Raw data start

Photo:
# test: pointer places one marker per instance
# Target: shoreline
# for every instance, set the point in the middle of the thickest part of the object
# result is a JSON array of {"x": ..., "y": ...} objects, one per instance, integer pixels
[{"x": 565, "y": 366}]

Raw data end

Copy every row above verbatim, line for line.

Photo:
# test: pointer places one marker per instance
# Target: shoreline
# for every instance, set the point in the middle of the thickest part of the object
# result is a JSON array of {"x": ..., "y": ...} objects, one per instance, integer pixels
[{"x": 565, "y": 366}]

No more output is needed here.